> **What to do**: Retype each line below precisely and omit all images.

> **Records for this task**:
──────────────────────────────

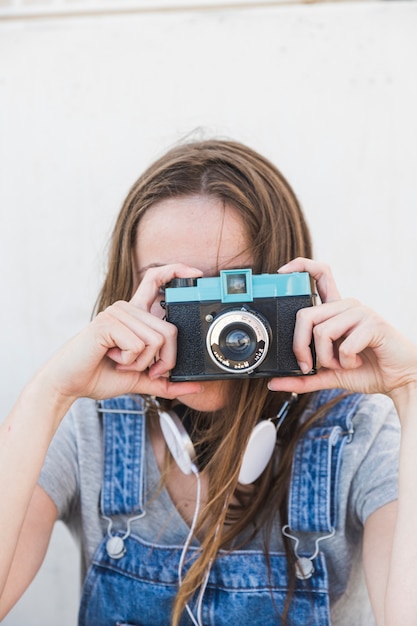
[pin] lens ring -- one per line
(238, 340)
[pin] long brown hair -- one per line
(241, 178)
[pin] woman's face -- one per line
(203, 233)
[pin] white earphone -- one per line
(258, 452)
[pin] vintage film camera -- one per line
(237, 324)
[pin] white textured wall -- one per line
(327, 91)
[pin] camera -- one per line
(237, 324)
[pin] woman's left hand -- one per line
(356, 349)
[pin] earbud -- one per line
(257, 455)
(178, 441)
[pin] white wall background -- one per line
(327, 91)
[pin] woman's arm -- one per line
(125, 349)
(31, 548)
(359, 351)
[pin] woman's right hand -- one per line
(125, 349)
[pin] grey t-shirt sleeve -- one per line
(59, 476)
(374, 457)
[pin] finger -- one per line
(158, 337)
(155, 278)
(327, 323)
(322, 274)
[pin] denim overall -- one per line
(139, 588)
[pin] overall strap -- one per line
(124, 455)
(316, 464)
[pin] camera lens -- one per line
(238, 340)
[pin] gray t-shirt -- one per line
(72, 476)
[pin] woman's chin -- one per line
(213, 397)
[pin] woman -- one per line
(163, 546)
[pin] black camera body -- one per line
(237, 325)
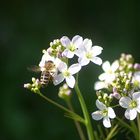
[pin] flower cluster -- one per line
(121, 82)
(63, 49)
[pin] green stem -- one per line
(138, 123)
(60, 106)
(85, 112)
(77, 124)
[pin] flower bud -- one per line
(137, 66)
(28, 86)
(116, 95)
(64, 92)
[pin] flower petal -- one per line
(100, 105)
(83, 61)
(136, 96)
(99, 85)
(111, 113)
(58, 79)
(106, 122)
(65, 41)
(68, 53)
(74, 68)
(62, 66)
(70, 81)
(106, 66)
(115, 66)
(103, 76)
(130, 114)
(96, 50)
(77, 40)
(97, 115)
(138, 108)
(124, 102)
(97, 60)
(87, 43)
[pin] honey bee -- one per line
(47, 72)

──────────────────────────────

> **Exercise answer**:
[pin] lens ring -- one per line
(238, 340)
[pin] long brown hair -- one per line
(241, 178)
[pin] woman's face -- one per line
(203, 233)
[pin] white earphone -- one per line
(258, 452)
[pin] vintage film camera -- one per line
(237, 324)
[pin] white textured wall -- one per line
(327, 91)
[pin] camera -- one per line
(237, 324)
[pin] woman's left hand -- one per line
(356, 349)
[pin] earbud -- one per line
(257, 455)
(178, 441)
[pin] white wall background -- one per line
(327, 91)
[pin] woman's arm -- one per line
(125, 349)
(31, 548)
(359, 351)
[pin] woman's right hand -- one per line
(125, 349)
[pin] grey t-shirt sleeve -- one per line
(59, 476)
(374, 457)
[pin] finger -- one per line
(158, 337)
(155, 278)
(327, 323)
(322, 274)
[pin] denim overall -- one per line
(139, 588)
[pin] overall strap -- one per line
(124, 455)
(316, 464)
[pin] camera lens -- one per line
(238, 340)
[pin] gray t-shirt -- one per line
(72, 476)
[pin] woman's chin -- one per line
(213, 397)
[pin] woman -- one per line
(163, 546)
[pin] black camera body -- one per line
(237, 325)
[pin] flower cluster -- one per line
(121, 82)
(63, 49)
[pin] green stem -- one per line
(138, 123)
(60, 106)
(85, 112)
(77, 124)
[pin] flower bud -- one per line
(137, 66)
(28, 86)
(116, 95)
(64, 92)
[pin] flower petal -- one per line
(100, 105)
(83, 61)
(136, 96)
(99, 85)
(111, 113)
(58, 79)
(106, 122)
(65, 41)
(68, 53)
(74, 68)
(62, 66)
(70, 81)
(106, 66)
(115, 66)
(103, 76)
(130, 114)
(96, 50)
(77, 40)
(97, 115)
(138, 108)
(124, 102)
(97, 60)
(87, 43)
[pin] honey bee -- one per line
(47, 72)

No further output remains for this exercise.